### DIRECTION 1
Render the rows from the line containing "blue sky in the photograph above." through the final line of the rows as a numbered list, skipping any blank lines.

### TEXT TO READ
>> start
Curlbomb - Server Automation for the Wayfaring Hacker

May 19, 2016 at 10:13 AM | categories: curlbomb | View Comments

The industry is full of configuration frameworks: chef, puppet, fabric, salt, ansible, etc. I've also personally worked on several proprietary ones too. Most of these frameworks are pretty good at what they do. It's a good time to be alive if you're into devops.

All of these frameworks require some amount of setup to get going (some more than others.) In this way, they are geared towards running in a preconfigured environment, and are not easily used with fresh hardware that is outside of this environment. Mostly I mean having SSH keys installed, software dependencies setup, and (usually) the client daemon for your chosen automation framework running:

  • chef - Requires chef-client preinstalled on the client.
  • puppet - Requires puppet agent preinstalled on the client.
  • fabric - Runs entirely through SSH, no client is necessary, but does require SSH keys to be installed.
  • salt - Requires salt-minion preinstalled, or to use salt-ssh which requires SSH keys to be preinstalled.
  • ansible - Runs via SSH, so requires SSH keys to be preinstalled.

If you're running an enterprise, this extra setup is not a problem. You just bake the setup into your OS image, including the SSH keys, software dependencies, and a systemd service file (I don't get the hate) to run your client. Spin up a new instance with that image, and chef, puppet, or whatever can see it and control it.

But I'm a wayfaring hacker. I encounter new systems, on new networks, all the time. Here's a few examples where it is not so easy to setup these tools:

  • Installing Linux on a computer using a Live CD. Live CDs typically have a bare minimum of packages installed and don't have an SSH service running, let alone have your SSH keys installed.
  • Being given hardware from an IT organization, or from a partner company. In these cases I've usually been told to use IPMI or I have been given a passphrase rather than an SSH key.
  • Using an Open Source image for your virtualization platform. Maybe you don't trust yourself to perform security updates on your images. Maybe you feel safer running the base image provided by the distribution.
  • Cloud instances where you forgot to give it your SSH key. Yea, typically I just smack my head and redeploy with the key, but this happens to me fairly regularly.
  • Embedded systems, or Virtual Machines, where an SSH service and automation client is overkill.
  • You're at someone elses desk, they're logged into the system with their own key. Maybe you don't even have an account.

It's not that hard to copy your SSH key into a ~/.ssh/authorized_keys file, so what am I ranting on about here? I'm about to propose something even easier.

The wayfaring hacker is very different than the enterprise. He has more limited resources, more limited time, and is doing things very often in a one-off fashion. The wayfaring hacker doesn't have time to create images for all the systems he uses. He may not have the resources to dedicate a server to configuration managment and prefers to just use his laptop. Wayfaring hackers still find homes within enterprises, but his default way of working is to ignore enterprise standards of setting up data centers and creating system images. The wayfaring hacker bootstraps from default Linux distros. The wayfaring hacker regularly tries novel things on cloud instances for only a few hours, then shuts them down, only to rebuild them again a bit later.
>> end
### DIRECTION 2
Continue the post about server automation for the wayfaring hacker, starting right after its last sentence.

### PROVIDED RECORDS
>> start
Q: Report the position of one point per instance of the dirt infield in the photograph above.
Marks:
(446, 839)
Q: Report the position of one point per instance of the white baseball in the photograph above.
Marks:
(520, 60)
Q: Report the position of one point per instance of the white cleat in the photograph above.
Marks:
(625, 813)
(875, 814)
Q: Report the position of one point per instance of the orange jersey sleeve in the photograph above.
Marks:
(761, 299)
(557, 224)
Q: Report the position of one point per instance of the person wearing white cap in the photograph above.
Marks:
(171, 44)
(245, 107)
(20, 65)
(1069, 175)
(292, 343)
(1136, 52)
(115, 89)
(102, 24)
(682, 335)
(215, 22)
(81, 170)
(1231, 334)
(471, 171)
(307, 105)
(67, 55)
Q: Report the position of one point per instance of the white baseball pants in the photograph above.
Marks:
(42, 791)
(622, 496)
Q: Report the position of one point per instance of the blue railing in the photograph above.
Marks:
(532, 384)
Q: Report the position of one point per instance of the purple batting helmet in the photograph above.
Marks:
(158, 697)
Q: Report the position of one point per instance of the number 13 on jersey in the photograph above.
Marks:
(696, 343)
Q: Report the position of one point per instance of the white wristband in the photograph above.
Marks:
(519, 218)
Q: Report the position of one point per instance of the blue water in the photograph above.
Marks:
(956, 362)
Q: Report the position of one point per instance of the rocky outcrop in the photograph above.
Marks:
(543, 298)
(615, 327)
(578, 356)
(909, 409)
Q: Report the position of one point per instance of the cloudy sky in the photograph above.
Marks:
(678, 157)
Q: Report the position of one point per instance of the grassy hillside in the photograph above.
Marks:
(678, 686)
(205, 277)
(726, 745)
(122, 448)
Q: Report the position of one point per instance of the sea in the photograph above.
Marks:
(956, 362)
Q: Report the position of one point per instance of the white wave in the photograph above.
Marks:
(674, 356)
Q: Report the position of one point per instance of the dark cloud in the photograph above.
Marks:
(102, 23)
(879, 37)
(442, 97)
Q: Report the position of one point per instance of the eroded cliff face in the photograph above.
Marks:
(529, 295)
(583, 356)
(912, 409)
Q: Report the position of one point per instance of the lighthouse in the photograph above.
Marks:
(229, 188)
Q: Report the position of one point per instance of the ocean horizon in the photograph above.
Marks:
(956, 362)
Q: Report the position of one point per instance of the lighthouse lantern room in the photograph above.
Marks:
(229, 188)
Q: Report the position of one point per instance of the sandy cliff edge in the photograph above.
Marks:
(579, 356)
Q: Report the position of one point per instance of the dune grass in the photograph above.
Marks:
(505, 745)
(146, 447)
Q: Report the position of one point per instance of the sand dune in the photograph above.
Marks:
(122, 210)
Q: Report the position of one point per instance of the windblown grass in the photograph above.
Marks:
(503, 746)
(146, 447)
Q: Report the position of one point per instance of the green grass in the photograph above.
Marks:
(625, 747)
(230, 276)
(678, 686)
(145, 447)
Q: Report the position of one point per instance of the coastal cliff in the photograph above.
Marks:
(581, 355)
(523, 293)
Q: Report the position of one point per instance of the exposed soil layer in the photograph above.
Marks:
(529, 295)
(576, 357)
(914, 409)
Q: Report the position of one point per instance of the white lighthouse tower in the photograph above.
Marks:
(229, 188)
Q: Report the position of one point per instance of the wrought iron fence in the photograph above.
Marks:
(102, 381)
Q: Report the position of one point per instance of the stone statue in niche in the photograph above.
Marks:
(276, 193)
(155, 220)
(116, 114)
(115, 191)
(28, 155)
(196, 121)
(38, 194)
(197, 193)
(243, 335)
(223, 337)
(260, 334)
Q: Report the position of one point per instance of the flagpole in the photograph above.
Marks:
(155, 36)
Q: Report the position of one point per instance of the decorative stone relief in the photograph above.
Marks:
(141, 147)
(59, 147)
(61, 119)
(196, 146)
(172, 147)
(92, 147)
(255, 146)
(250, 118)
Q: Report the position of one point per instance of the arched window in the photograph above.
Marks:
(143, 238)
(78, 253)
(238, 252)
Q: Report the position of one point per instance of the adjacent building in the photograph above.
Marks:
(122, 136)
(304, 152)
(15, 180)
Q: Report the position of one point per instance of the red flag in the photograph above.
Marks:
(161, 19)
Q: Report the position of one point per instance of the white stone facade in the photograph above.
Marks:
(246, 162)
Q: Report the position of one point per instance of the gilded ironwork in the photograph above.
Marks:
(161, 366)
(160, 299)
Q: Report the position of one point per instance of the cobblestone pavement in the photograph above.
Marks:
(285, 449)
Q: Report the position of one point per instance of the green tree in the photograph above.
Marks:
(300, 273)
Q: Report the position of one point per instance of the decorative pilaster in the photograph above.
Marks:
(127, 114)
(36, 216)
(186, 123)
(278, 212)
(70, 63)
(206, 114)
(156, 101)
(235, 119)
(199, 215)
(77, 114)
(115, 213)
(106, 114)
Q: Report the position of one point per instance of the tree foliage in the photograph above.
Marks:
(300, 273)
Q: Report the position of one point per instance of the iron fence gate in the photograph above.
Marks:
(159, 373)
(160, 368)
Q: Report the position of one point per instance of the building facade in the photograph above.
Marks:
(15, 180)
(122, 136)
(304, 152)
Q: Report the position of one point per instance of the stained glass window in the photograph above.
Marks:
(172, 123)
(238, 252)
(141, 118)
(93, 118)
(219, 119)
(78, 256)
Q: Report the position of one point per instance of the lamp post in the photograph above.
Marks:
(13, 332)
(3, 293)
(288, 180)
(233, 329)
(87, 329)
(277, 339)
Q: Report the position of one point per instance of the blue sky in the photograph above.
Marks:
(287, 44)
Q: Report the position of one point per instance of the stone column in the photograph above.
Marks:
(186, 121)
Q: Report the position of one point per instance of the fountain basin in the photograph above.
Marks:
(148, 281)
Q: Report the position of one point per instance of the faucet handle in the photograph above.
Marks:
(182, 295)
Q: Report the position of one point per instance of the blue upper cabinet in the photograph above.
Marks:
>> end
### RIGHT ANSWER 1
1. Q: Report the position of one point per instance of the blue sky in the photograph above.
2. Marks:
3. (287, 44)
4. Q: Report the position of one point per instance of the stone column in the photograph above.
5. Marks:
6. (186, 121)
7. Q: Report the position of one point per instance of the fountain basin in the photograph above.
8. Marks:
9. (148, 281)
10. Q: Report the position of one point per instance of the faucet handle in the photograph above.
11. Marks:
12. (182, 295)
13. Q: Report the position of one point per instance of the blue upper cabinet in the photograph above.
14. Marks:

### RIGHT ANSWER 2
Ad-hoc server automation

I've been using the following method of scripting the bootstrap of new machines for several years now. I have to assume I'm not the only one who does it this way, but I don't see it referenced too often. It doesn't use any of the above mentioned configuration management tools. When you're doing something simple, on just one machine, they're overkill. I just do this:

gpg -d ~/git/machine_scripts/ | ssh my_server

This one-liner is great. Let me enumerate the ways:

  • It uses tools commonly installed almost everywhere.
  • It uses ssh, so everything is encrypted on the wire.
  • The script is executed directly, without saving it on the remote client.
  • The script is safely stored, gpg encrypted, on my laptop. It is only ever decrypted right before being sent over the wire.
  • I edit the script in Emacs, which supports gpg encryption out of the box.
  • I store the script in a git repository, so it's always ready to use. If I need to redeploy, just power cycle the server, wipe the drives (or spin up a new cloud instance), and rerun the script.
  • Passphrases or other credentials can be put directly into the script because of the security this affords.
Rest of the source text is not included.